* [RECORDS FOR PROCESSING]:
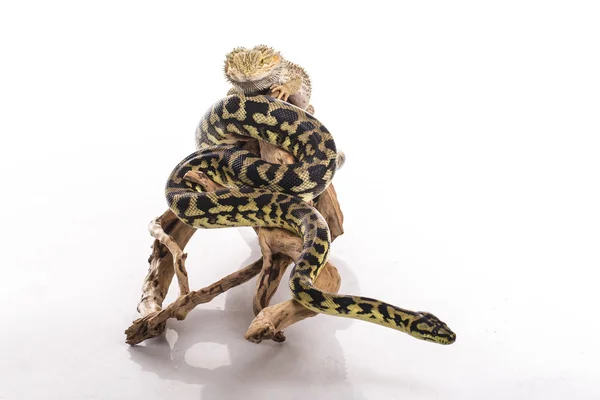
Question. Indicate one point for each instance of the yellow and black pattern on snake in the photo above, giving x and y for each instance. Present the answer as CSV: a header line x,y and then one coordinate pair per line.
x,y
261,194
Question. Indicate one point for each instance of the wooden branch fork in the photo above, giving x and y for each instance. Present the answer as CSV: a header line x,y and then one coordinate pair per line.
x,y
279,249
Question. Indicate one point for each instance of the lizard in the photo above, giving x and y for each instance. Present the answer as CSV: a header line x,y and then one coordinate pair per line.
x,y
262,69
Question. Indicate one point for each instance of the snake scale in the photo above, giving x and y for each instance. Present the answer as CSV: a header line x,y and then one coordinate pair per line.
x,y
257,193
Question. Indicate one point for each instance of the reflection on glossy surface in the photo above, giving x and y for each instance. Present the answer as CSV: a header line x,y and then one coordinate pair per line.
x,y
310,362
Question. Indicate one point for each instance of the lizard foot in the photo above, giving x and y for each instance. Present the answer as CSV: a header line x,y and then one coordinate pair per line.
x,y
281,92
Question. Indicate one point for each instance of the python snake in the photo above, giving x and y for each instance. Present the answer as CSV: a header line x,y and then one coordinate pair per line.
x,y
257,193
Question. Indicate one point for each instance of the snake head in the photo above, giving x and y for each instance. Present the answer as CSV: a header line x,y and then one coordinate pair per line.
x,y
427,326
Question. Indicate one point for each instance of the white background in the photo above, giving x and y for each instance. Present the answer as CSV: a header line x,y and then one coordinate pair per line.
x,y
471,190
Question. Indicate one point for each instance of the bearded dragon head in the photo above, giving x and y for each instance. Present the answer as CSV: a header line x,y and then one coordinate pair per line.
x,y
253,69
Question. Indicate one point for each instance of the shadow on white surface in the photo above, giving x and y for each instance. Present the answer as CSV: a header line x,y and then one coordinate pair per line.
x,y
208,349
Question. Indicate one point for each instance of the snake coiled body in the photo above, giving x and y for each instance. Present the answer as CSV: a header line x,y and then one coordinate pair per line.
x,y
262,194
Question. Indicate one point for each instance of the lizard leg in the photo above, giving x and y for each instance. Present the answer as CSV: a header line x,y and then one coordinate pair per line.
x,y
284,91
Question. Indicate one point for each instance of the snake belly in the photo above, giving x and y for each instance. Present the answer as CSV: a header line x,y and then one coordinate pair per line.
x,y
257,193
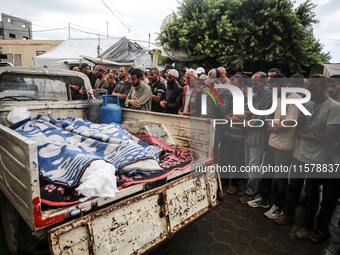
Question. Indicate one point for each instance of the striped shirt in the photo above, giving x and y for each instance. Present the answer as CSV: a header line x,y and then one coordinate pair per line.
x,y
238,131
258,135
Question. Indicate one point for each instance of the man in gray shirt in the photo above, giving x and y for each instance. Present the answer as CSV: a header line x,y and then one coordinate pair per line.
x,y
123,87
256,139
316,145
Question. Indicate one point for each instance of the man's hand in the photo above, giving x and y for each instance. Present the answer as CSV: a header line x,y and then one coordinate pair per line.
x,y
155,98
162,104
82,91
134,103
122,96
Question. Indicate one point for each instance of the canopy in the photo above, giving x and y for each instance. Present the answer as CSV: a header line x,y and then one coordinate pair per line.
x,y
327,69
68,53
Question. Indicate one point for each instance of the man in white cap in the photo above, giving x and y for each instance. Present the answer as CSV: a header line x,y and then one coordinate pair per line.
x,y
173,95
145,77
200,71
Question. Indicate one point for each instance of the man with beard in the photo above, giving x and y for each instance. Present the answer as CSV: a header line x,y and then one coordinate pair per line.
x,y
173,99
158,90
140,95
315,146
110,78
101,82
123,87
189,94
256,138
85,68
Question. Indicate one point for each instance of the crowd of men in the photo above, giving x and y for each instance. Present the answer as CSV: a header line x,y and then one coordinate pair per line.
x,y
312,143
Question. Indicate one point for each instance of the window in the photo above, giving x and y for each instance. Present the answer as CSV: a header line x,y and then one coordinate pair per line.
x,y
17,59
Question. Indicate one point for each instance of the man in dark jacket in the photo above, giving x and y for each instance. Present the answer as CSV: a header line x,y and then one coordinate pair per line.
x,y
173,99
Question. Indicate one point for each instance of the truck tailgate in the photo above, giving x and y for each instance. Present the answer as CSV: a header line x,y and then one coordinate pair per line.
x,y
136,224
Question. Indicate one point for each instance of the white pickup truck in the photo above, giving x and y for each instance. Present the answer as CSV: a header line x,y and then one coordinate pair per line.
x,y
137,219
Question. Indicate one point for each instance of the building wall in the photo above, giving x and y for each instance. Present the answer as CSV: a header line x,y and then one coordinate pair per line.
x,y
14,28
21,52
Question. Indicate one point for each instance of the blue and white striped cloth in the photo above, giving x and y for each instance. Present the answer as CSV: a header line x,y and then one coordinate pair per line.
x,y
66,147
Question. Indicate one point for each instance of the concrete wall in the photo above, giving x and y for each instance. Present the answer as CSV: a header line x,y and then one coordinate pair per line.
x,y
14,28
21,52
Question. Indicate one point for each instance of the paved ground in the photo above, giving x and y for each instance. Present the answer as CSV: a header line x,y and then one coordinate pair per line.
x,y
235,228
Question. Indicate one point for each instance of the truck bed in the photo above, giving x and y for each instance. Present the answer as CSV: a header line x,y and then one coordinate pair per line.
x,y
22,185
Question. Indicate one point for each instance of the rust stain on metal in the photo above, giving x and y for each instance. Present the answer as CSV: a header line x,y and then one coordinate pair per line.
x,y
186,198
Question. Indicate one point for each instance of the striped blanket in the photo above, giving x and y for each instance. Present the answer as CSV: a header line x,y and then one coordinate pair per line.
x,y
66,148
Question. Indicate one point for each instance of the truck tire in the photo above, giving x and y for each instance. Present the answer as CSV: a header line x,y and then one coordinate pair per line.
x,y
18,235
10,222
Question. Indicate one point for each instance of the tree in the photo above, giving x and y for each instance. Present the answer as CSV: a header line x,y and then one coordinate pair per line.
x,y
246,34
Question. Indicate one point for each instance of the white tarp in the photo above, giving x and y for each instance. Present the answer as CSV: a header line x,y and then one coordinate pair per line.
x,y
68,52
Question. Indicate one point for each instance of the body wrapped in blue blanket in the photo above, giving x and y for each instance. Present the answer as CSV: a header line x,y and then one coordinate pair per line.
x,y
67,147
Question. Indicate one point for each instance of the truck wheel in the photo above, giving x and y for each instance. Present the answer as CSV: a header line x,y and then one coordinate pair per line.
x,y
10,221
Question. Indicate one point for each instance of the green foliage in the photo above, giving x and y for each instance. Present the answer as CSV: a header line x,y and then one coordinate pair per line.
x,y
251,34
162,60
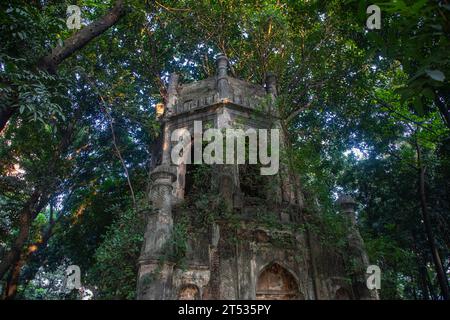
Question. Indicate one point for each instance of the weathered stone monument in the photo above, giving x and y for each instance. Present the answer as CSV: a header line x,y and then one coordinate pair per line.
x,y
251,242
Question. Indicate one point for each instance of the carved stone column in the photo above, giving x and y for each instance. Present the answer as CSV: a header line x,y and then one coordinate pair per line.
x,y
356,250
155,272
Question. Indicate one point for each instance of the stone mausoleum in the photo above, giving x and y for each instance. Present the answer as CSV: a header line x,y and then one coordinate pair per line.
x,y
256,244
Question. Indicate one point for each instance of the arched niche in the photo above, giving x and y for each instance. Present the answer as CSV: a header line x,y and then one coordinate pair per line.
x,y
189,292
276,283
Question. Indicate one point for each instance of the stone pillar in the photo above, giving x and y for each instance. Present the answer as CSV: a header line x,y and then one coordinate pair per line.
x,y
155,272
170,110
356,250
223,87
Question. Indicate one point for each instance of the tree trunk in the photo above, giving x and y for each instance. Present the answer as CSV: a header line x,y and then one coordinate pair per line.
x,y
25,219
442,279
51,61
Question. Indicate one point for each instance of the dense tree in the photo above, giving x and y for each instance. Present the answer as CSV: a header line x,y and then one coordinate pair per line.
x,y
364,112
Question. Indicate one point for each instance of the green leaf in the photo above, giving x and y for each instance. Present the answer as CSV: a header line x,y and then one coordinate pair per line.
x,y
435,75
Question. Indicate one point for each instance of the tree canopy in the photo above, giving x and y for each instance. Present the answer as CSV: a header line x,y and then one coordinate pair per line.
x,y
366,113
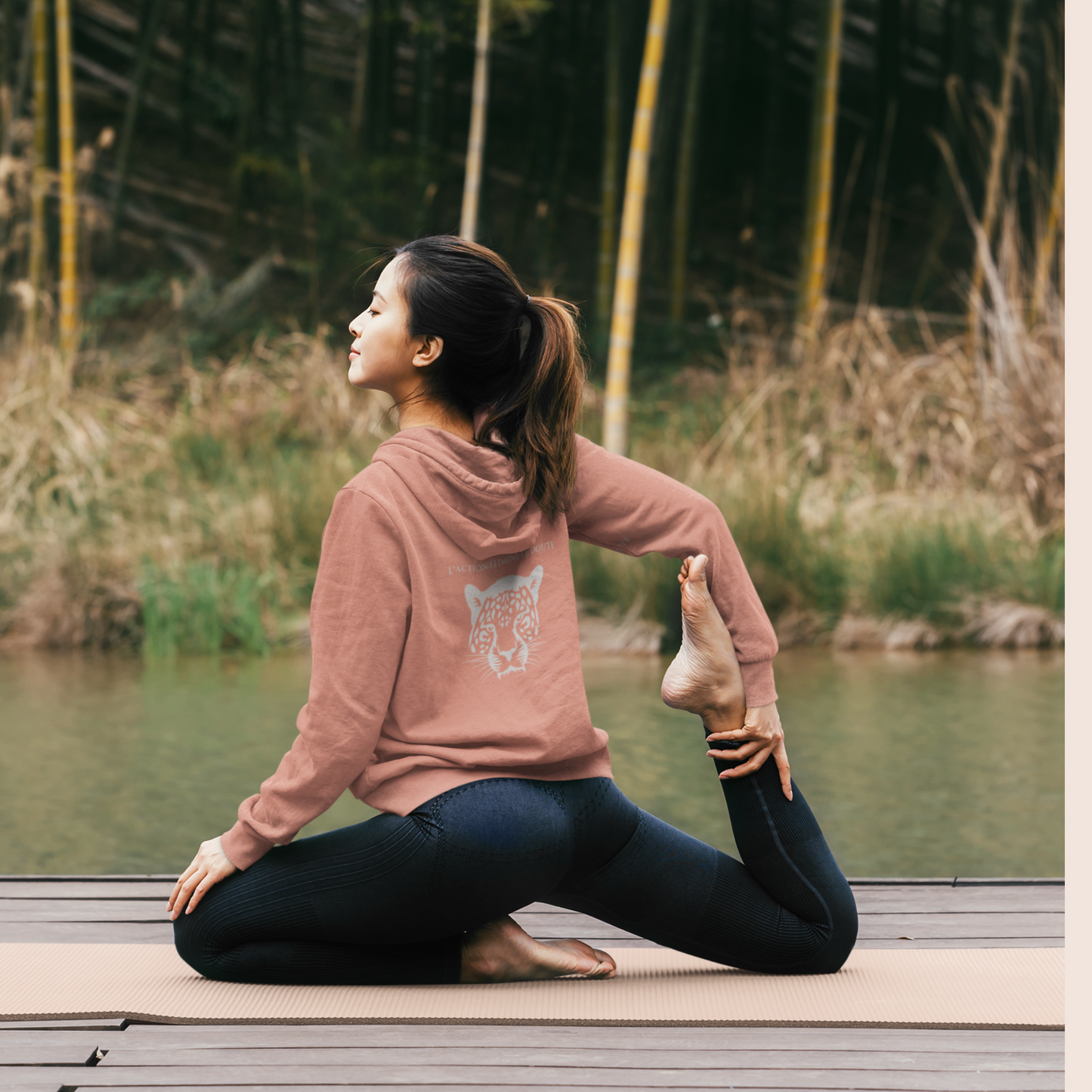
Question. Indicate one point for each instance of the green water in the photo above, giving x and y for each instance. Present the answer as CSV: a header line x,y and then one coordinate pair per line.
x,y
917,763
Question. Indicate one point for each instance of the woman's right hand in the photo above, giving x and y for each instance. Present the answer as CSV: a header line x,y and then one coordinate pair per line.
x,y
210,866
761,738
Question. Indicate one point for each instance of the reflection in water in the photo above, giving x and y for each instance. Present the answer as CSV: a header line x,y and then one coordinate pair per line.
x,y
917,765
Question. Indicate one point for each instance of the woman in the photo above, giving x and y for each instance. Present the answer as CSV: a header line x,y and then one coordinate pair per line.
x,y
447,691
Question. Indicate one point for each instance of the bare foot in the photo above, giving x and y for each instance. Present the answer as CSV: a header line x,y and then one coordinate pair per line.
x,y
704,677
501,951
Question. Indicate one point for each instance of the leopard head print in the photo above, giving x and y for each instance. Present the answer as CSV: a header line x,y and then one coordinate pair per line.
x,y
505,621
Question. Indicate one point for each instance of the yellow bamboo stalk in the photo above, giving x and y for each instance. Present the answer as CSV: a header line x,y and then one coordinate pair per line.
x,y
633,225
1001,116
1048,243
70,213
820,167
684,176
39,178
475,142
608,189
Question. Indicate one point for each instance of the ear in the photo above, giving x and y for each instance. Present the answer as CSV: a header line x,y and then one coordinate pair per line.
x,y
474,601
428,352
535,581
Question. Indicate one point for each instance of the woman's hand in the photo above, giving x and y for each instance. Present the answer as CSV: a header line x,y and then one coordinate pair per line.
x,y
209,868
761,736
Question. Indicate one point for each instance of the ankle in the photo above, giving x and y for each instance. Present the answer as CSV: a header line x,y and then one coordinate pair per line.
x,y
726,713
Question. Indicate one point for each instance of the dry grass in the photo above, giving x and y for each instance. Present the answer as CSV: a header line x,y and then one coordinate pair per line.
x,y
888,486
144,462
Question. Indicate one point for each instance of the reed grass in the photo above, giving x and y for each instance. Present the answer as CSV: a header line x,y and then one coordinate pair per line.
x,y
883,484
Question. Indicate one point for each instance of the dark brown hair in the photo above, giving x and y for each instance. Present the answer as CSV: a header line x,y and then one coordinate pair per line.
x,y
517,356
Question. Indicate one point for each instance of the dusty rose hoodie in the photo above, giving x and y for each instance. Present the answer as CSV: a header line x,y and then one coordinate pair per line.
x,y
444,628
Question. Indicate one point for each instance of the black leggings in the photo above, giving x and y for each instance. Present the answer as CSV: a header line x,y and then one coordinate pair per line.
x,y
388,901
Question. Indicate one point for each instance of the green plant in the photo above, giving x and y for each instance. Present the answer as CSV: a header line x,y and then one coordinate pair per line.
x,y
204,610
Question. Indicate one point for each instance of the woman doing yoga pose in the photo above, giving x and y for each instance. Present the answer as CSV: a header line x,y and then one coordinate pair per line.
x,y
447,691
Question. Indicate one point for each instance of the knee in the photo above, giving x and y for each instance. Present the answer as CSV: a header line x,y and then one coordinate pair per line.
x,y
196,942
842,937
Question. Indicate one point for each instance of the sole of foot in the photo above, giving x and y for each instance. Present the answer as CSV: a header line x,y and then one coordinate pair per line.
x,y
704,676
501,951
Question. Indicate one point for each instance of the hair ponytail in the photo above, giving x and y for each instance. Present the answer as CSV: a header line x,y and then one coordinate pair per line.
x,y
518,357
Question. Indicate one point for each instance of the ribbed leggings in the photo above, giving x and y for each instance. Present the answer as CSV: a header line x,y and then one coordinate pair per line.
x,y
388,901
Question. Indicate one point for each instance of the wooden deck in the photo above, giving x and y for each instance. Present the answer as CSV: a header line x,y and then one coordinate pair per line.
x,y
942,913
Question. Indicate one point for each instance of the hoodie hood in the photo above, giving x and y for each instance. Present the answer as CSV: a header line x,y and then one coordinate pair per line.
x,y
474,493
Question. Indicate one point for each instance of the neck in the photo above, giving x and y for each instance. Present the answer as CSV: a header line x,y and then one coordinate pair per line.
x,y
427,414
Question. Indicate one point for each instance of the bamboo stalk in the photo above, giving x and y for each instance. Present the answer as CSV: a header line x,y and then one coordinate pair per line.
x,y
5,49
70,213
608,186
1047,245
684,176
475,142
39,178
426,39
145,46
360,73
820,167
633,224
1001,118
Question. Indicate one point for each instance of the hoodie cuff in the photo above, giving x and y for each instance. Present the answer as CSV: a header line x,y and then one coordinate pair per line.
x,y
758,682
243,848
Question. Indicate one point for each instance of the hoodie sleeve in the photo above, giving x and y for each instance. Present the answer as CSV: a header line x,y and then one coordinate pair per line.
x,y
360,617
633,509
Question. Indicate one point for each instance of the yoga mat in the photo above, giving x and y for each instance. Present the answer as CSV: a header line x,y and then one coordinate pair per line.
x,y
1016,988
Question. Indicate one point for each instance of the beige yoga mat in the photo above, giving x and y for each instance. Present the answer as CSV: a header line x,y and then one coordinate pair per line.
x,y
971,988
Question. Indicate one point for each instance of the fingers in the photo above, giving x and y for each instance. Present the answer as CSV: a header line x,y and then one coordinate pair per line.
x,y
187,889
781,757
741,753
178,883
749,767
697,568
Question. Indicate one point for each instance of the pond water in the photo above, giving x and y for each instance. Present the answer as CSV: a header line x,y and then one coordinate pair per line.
x,y
938,763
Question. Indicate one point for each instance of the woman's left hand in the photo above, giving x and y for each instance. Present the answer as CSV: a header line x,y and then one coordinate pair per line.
x,y
209,868
761,736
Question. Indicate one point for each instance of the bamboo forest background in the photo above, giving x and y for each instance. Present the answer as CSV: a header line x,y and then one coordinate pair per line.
x,y
891,462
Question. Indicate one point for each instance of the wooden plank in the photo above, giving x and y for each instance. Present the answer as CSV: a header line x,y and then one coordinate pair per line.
x,y
957,881
947,1087
54,1045
964,942
900,1080
85,889
962,925
88,933
567,1038
588,1058
128,878
500,1087
82,910
959,900
27,1084
48,1052
36,1025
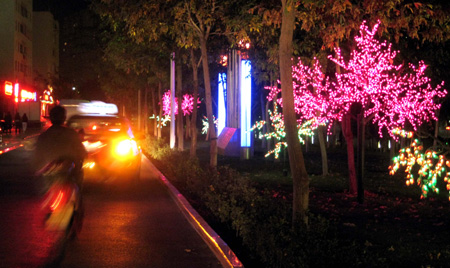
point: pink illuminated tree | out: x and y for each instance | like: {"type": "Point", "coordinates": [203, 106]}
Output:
{"type": "Point", "coordinates": [187, 104]}
{"type": "Point", "coordinates": [387, 94]}
{"type": "Point", "coordinates": [390, 95]}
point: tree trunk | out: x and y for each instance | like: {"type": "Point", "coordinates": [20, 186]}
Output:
{"type": "Point", "coordinates": [296, 161]}
{"type": "Point", "coordinates": [146, 111]}
{"type": "Point", "coordinates": [348, 135]}
{"type": "Point", "coordinates": [263, 117]}
{"type": "Point", "coordinates": [155, 122]}
{"type": "Point", "coordinates": [209, 111]}
{"type": "Point", "coordinates": [160, 109]}
{"type": "Point", "coordinates": [179, 87]}
{"type": "Point", "coordinates": [193, 150]}
{"type": "Point", "coordinates": [321, 132]}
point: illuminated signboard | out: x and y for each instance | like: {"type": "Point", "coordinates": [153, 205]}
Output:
{"type": "Point", "coordinates": [16, 92]}
{"type": "Point", "coordinates": [98, 107]}
{"type": "Point", "coordinates": [8, 88]}
{"type": "Point", "coordinates": [246, 103]}
{"type": "Point", "coordinates": [26, 95]}
{"type": "Point", "coordinates": [222, 87]}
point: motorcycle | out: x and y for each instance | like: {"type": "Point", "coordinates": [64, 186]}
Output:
{"type": "Point", "coordinates": [62, 203]}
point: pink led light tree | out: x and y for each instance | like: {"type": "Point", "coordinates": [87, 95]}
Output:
{"type": "Point", "coordinates": [389, 95]}
{"type": "Point", "coordinates": [187, 104]}
{"type": "Point", "coordinates": [310, 93]}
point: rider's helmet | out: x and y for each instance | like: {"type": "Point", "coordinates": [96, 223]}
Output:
{"type": "Point", "coordinates": [58, 115]}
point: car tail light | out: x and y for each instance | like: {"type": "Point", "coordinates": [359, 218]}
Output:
{"type": "Point", "coordinates": [126, 148]}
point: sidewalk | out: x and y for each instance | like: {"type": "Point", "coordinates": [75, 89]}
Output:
{"type": "Point", "coordinates": [11, 141]}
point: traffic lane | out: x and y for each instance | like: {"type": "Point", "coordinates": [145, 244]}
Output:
{"type": "Point", "coordinates": [139, 225]}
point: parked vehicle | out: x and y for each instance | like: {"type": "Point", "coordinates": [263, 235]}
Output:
{"type": "Point", "coordinates": [113, 152]}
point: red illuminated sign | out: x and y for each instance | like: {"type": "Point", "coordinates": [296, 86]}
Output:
{"type": "Point", "coordinates": [8, 88]}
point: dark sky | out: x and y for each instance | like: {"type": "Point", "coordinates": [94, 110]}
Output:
{"type": "Point", "coordinates": [60, 8]}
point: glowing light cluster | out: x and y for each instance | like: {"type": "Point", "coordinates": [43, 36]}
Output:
{"type": "Point", "coordinates": [390, 93]}
{"type": "Point", "coordinates": [279, 134]}
{"type": "Point", "coordinates": [310, 93]}
{"type": "Point", "coordinates": [187, 104]}
{"type": "Point", "coordinates": [161, 122]}
{"type": "Point", "coordinates": [431, 165]}
{"type": "Point", "coordinates": [403, 133]}
{"type": "Point", "coordinates": [206, 124]}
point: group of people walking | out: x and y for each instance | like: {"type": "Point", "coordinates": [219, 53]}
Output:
{"type": "Point", "coordinates": [20, 123]}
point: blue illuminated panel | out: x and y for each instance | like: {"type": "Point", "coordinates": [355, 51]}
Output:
{"type": "Point", "coordinates": [222, 115]}
{"type": "Point", "coordinates": [246, 103]}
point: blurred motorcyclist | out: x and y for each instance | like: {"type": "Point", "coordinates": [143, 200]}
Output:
{"type": "Point", "coordinates": [60, 142]}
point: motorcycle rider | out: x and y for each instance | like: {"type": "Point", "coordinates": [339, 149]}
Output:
{"type": "Point", "coordinates": [60, 142]}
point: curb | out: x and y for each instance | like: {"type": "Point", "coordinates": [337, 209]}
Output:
{"type": "Point", "coordinates": [222, 251]}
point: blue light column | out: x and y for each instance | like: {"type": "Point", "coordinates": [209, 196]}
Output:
{"type": "Point", "coordinates": [222, 114]}
{"type": "Point", "coordinates": [246, 103]}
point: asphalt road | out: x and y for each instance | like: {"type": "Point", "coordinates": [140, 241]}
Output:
{"type": "Point", "coordinates": [124, 226]}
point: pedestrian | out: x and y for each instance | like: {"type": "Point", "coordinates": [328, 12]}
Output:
{"type": "Point", "coordinates": [24, 122]}
{"type": "Point", "coordinates": [8, 122]}
{"type": "Point", "coordinates": [17, 122]}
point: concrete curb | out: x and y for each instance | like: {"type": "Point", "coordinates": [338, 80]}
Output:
{"type": "Point", "coordinates": [225, 255]}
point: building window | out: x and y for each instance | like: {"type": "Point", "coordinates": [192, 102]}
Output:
{"type": "Point", "coordinates": [23, 29]}
{"type": "Point", "coordinates": [24, 11]}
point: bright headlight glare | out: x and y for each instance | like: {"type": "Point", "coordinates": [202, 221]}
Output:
{"type": "Point", "coordinates": [126, 147]}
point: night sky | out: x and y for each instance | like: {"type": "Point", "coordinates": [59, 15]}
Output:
{"type": "Point", "coordinates": [60, 8]}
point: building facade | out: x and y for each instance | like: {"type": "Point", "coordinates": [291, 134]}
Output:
{"type": "Point", "coordinates": [28, 56]}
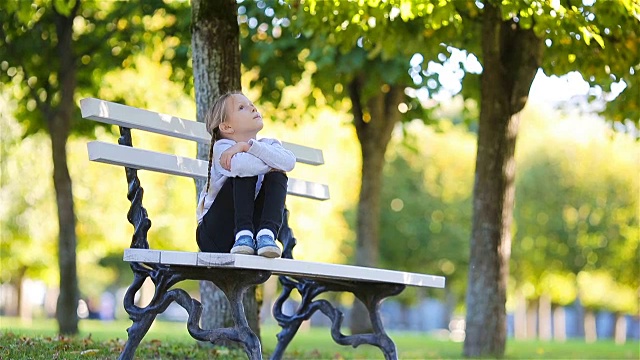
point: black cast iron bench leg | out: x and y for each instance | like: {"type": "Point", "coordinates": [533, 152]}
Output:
{"type": "Point", "coordinates": [233, 282]}
{"type": "Point", "coordinates": [371, 294]}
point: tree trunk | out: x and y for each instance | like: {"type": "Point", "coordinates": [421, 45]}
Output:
{"type": "Point", "coordinates": [559, 324]}
{"type": "Point", "coordinates": [374, 125]}
{"type": "Point", "coordinates": [590, 334]}
{"type": "Point", "coordinates": [59, 122]}
{"type": "Point", "coordinates": [520, 317]}
{"type": "Point", "coordinates": [620, 331]}
{"type": "Point", "coordinates": [544, 317]}
{"type": "Point", "coordinates": [511, 57]}
{"type": "Point", "coordinates": [216, 69]}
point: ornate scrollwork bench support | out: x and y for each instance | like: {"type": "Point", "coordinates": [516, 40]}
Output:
{"type": "Point", "coordinates": [233, 282]}
{"type": "Point", "coordinates": [371, 294]}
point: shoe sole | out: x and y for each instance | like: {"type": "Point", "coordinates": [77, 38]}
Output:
{"type": "Point", "coordinates": [270, 251]}
{"type": "Point", "coordinates": [243, 250]}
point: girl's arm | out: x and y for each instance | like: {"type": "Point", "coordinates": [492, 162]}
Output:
{"type": "Point", "coordinates": [243, 164]}
{"type": "Point", "coordinates": [271, 152]}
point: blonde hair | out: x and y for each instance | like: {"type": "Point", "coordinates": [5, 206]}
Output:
{"type": "Point", "coordinates": [216, 115]}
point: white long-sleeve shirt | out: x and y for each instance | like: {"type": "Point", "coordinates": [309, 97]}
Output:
{"type": "Point", "coordinates": [263, 155]}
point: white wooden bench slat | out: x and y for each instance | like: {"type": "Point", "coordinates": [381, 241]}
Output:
{"type": "Point", "coordinates": [184, 166]}
{"type": "Point", "coordinates": [281, 266]}
{"type": "Point", "coordinates": [134, 118]}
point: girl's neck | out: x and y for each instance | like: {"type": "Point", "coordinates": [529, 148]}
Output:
{"type": "Point", "coordinates": [242, 137]}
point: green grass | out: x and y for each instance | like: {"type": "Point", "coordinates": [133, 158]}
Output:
{"type": "Point", "coordinates": [170, 340]}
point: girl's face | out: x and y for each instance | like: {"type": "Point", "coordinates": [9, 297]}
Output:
{"type": "Point", "coordinates": [242, 117]}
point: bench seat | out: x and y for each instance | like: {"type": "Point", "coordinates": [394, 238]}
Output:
{"type": "Point", "coordinates": [282, 266]}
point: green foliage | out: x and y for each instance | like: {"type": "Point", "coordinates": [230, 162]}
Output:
{"type": "Point", "coordinates": [426, 212]}
{"type": "Point", "coordinates": [106, 36]}
{"type": "Point", "coordinates": [576, 214]}
{"type": "Point", "coordinates": [599, 39]}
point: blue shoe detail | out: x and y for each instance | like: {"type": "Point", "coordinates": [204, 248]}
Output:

* [GIVEN INSTRUCTION]:
Print again the material above, limited to the lines from the one holding "point: girl's neck" through the last, inclusive.

* [RIGHT ANSWER]:
point: girl's neck | out: x and y for each instance | like: {"type": "Point", "coordinates": [529, 148]}
Output:
{"type": "Point", "coordinates": [242, 137]}
point: green grass | out: x and y for each instance | like: {"type": "Point", "coordinates": [133, 158]}
Output:
{"type": "Point", "coordinates": [170, 340]}
point: girl's face | out: x and y for each instance | like: {"type": "Point", "coordinates": [9, 297]}
Output:
{"type": "Point", "coordinates": [242, 117]}
point: bench seat | out: x and y for each instance | like: {"type": "Point", "coordinates": [394, 238]}
Output:
{"type": "Point", "coordinates": [282, 266]}
point: green foliage | out: x and y for each instance | like: {"type": "Point", "coordinates": [230, 162]}
Output:
{"type": "Point", "coordinates": [426, 212]}
{"type": "Point", "coordinates": [106, 36]}
{"type": "Point", "coordinates": [576, 214]}
{"type": "Point", "coordinates": [599, 39]}
point: blue shoe detail | out: x and y for each instance | like: {"type": "Point", "coordinates": [204, 248]}
Output:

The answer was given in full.